_Extract to read_:

Wednesday, 23 April 2014

Sheila Norton - talks about writing and her new book - YESTERDAY

Today I'm pleased to welcome Sheila Norton to my blog. I've just read YESTERDAY and can recommend it - an excellent read. Now over to Sheila who is going to answer some questions and tell us a bit about herself.

 Tell us a little about your new book, YESTERDAY. 
It’s set in the early 1960s, during the time of the Mods and Rockers and Beatlemania. My heroine, Cathy, is an ordinary teenager growing up in that era, who finds herself in the wrong place at the wrong time during the first violent clashes between mods and rockers at Clacton at Easter 1964 – and the events which follow will haunt her for the rest of her life. Forty years later, she has to revisit her past, face her memories and find out exactly what happened.

2.      This is a completely different type of book from all your previous novels. What made you decide on the change?
After eleven contemporary novels, I did want to try something different, and I’d once been advised to write ‘something historical’. The 1960s are now considered ‘historical’– and having grown up in that era myself, I’ve always thought it was a fascinating decade when there was a lot of social change. It was great fun using my own memories as part of the background.

3.      Why did you use the theme of the Mods and Rockers?
Well of course, there has to be conflict in any story, and the two rival gangs of teenagers provided that. Quite apart from the fights and violence that broke out over the bank holidays at various seaside resorts, there was an ongoing distrust and animosity between the two factions. Mixing with the ‘other side’, going into the wrong coffee bar or hanging out with the wrong crowd, could cause trouble – as happens in YESTERDAY.

4.      Why are you self-publishing – and would you recommend it?
The first eight of my novels were published by a mainstream publisher, which was a fantastic experience. But by turning to self-publishing (for Kindle, with Amazon) I’ve been able to take complete control of my writing career. It’s quick, easy and it’s possible to make a real success of it. But if I hadn’t had the advantage of being a previously published author, I know it would have been far harder to stand out from the crowd. It’s also essential to have a self-published book properly edited, and to be prepared to do a lot of promotion.

_Directions for this task_: Reproduce the part of the Sheila Norton interview that begins at the words "After eleven contemporary" and stops after "Mods and Rockers?", with no change to the wording.

_Listed entries_:
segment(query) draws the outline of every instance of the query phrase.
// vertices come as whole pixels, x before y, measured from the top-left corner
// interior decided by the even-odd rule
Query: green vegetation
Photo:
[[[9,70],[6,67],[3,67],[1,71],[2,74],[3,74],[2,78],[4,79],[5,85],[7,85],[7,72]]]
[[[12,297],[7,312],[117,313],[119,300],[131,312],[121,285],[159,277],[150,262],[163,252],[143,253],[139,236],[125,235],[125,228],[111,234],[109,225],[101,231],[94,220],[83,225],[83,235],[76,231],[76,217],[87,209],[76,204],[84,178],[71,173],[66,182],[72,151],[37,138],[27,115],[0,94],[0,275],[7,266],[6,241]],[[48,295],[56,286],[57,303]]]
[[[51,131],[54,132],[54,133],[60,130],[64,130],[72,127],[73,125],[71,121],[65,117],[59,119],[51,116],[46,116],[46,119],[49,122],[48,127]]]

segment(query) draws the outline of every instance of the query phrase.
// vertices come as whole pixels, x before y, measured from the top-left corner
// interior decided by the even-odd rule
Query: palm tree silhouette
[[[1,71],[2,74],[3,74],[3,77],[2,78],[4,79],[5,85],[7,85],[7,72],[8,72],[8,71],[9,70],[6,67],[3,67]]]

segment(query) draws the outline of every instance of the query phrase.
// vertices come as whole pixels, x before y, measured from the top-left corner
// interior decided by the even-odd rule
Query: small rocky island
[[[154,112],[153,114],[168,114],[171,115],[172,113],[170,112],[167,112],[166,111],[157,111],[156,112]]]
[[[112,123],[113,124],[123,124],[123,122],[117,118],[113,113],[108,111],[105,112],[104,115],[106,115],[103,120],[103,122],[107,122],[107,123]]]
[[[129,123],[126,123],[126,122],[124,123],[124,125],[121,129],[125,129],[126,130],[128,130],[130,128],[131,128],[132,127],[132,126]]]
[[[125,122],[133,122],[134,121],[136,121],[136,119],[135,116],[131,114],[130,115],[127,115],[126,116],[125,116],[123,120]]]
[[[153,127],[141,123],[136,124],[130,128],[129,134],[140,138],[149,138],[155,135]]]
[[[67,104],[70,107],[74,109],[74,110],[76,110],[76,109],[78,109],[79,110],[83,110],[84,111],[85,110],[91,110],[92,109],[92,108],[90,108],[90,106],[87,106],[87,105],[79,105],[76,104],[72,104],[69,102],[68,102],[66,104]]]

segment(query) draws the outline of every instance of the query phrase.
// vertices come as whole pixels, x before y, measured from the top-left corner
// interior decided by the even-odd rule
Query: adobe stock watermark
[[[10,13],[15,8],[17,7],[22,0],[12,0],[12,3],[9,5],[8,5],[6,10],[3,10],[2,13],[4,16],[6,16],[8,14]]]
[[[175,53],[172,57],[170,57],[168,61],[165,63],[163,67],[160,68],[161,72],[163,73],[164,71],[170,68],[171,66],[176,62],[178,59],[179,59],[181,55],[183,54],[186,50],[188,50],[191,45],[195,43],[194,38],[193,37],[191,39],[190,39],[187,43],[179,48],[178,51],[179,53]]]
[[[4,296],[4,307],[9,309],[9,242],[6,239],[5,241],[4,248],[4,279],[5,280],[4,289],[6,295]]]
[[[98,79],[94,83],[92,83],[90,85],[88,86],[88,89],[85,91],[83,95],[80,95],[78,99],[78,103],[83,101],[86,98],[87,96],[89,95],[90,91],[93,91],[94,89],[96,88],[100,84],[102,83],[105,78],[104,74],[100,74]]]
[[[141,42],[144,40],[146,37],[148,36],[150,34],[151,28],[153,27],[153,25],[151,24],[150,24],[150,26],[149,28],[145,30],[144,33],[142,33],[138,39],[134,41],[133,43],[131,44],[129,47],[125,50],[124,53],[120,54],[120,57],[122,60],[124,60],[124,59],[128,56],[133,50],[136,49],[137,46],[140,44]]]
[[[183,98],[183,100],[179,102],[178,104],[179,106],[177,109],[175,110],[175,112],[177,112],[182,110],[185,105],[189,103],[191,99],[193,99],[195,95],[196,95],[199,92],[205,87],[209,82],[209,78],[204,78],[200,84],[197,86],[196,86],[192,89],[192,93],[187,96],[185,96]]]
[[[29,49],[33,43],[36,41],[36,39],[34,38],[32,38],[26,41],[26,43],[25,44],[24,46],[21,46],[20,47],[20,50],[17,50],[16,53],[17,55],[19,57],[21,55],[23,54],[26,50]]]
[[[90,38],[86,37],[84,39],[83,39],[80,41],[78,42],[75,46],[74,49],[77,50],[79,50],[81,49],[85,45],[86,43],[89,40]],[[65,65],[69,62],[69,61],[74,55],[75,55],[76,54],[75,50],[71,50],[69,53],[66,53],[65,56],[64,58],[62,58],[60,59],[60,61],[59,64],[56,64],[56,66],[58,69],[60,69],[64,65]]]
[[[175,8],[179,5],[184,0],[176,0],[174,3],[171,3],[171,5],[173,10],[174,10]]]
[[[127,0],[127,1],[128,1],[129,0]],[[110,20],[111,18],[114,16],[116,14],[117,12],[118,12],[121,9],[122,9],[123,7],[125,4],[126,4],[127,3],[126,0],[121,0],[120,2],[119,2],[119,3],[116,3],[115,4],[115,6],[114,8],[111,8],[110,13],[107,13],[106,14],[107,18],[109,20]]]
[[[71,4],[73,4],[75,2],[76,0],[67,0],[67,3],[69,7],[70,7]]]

* * *

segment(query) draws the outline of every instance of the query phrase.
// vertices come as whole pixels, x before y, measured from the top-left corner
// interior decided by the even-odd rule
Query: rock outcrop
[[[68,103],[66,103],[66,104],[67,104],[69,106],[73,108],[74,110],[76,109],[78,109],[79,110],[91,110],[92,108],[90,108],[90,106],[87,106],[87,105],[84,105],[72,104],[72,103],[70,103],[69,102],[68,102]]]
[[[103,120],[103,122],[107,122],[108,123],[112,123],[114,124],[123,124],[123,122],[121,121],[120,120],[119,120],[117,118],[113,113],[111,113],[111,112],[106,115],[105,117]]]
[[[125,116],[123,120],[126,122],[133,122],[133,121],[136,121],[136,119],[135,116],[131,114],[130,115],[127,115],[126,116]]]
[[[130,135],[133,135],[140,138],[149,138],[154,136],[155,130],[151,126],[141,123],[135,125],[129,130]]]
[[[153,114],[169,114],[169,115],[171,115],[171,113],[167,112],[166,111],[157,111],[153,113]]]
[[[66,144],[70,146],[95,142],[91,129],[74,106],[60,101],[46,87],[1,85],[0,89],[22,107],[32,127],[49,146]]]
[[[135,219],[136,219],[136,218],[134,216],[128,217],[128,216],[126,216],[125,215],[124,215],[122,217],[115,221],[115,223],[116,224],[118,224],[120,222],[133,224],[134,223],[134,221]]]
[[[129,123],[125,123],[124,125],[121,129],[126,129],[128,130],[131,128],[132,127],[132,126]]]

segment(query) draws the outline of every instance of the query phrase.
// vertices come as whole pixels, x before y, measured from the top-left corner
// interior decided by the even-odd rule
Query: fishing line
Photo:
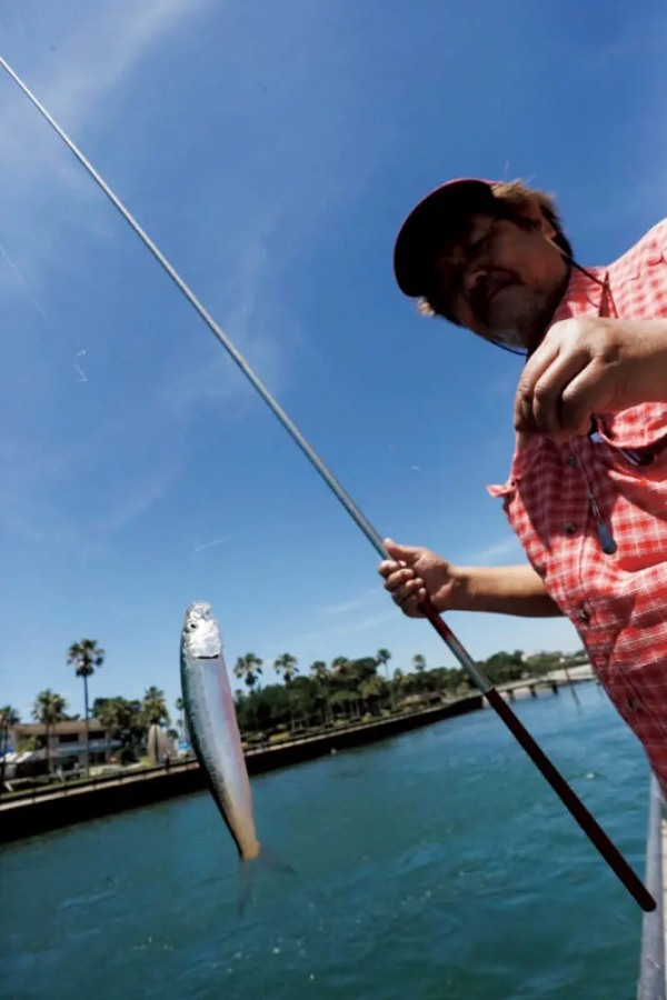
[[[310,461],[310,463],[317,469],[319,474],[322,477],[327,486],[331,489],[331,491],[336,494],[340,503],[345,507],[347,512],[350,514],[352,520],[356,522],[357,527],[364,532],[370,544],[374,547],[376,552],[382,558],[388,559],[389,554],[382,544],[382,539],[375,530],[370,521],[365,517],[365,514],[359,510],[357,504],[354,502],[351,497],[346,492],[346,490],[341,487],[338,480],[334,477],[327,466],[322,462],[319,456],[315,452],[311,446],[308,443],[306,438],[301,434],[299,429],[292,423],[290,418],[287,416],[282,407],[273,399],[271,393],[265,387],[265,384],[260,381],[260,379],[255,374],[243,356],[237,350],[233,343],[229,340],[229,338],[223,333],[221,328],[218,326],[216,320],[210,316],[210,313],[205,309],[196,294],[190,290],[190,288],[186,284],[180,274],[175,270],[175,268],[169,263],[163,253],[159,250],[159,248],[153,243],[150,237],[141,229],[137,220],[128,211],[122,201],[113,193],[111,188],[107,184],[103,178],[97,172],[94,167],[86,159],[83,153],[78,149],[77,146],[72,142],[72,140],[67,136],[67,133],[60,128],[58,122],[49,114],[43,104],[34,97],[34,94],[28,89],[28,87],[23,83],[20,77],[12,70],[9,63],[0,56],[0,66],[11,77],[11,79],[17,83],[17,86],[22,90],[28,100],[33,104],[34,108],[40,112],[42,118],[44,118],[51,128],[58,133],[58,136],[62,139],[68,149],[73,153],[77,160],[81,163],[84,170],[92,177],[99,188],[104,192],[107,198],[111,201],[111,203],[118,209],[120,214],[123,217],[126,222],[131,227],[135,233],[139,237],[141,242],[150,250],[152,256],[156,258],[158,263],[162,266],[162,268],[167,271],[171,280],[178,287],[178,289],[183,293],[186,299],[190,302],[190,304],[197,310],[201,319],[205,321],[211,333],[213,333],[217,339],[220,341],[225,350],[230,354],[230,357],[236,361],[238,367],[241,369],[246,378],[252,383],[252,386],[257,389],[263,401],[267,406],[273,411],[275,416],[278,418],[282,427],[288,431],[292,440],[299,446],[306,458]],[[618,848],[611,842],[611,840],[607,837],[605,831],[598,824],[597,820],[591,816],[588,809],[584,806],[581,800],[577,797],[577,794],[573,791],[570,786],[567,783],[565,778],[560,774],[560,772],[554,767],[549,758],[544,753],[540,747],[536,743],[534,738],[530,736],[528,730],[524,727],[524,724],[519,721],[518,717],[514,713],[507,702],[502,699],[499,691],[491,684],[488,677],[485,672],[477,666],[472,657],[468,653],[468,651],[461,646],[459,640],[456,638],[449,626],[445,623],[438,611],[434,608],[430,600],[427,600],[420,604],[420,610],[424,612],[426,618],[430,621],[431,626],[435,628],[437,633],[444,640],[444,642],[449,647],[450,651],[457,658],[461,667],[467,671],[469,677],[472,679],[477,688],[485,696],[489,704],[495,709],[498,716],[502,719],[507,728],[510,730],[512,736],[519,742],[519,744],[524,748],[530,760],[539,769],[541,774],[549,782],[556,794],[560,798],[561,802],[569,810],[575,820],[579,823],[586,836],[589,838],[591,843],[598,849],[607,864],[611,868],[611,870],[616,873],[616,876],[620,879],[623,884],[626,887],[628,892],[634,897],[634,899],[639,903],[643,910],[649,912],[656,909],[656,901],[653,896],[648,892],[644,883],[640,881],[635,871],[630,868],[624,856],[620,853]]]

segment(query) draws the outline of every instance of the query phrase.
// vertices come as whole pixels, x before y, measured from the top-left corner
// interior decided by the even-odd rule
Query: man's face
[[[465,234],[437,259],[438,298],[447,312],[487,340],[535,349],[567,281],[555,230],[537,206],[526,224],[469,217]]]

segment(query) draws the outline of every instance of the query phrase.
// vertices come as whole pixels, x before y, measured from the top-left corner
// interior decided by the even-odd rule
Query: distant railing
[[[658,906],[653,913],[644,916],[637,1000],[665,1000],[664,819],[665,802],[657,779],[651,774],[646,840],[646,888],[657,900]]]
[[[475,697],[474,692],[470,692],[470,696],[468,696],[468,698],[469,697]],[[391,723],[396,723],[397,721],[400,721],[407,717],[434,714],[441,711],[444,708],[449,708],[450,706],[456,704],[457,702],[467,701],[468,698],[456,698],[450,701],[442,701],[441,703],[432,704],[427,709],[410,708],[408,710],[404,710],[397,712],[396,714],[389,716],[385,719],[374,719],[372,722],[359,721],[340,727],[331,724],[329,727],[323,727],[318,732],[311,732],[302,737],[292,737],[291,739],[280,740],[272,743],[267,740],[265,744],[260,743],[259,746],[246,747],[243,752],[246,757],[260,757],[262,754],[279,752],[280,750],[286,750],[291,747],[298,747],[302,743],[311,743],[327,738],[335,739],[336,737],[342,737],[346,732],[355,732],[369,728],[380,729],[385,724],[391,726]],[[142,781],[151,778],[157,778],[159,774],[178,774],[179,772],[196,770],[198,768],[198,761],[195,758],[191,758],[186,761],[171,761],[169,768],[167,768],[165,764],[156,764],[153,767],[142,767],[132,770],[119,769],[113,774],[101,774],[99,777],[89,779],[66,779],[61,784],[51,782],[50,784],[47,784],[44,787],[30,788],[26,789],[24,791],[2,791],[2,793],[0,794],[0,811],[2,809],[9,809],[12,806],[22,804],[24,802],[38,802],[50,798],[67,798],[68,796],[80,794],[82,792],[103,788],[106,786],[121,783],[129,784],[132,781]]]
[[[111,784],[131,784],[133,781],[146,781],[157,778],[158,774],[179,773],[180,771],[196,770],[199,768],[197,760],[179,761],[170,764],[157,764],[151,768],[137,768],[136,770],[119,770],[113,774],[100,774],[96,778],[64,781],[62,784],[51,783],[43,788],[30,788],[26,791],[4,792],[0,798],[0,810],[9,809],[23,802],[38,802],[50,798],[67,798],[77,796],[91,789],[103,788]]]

_Solved problem_:
After eleven contemporary novels, I did want to try something different, and I’d once been advised to write ‘something historical’. The 1960s are now considered ‘historical’– and having grown up in that era myself, I’ve always thought it was a fascinating decade when there was a lot of social change. It was great fun using my own memories as part of the background.

3.      Why did you use the theme of the Mods and Rockers?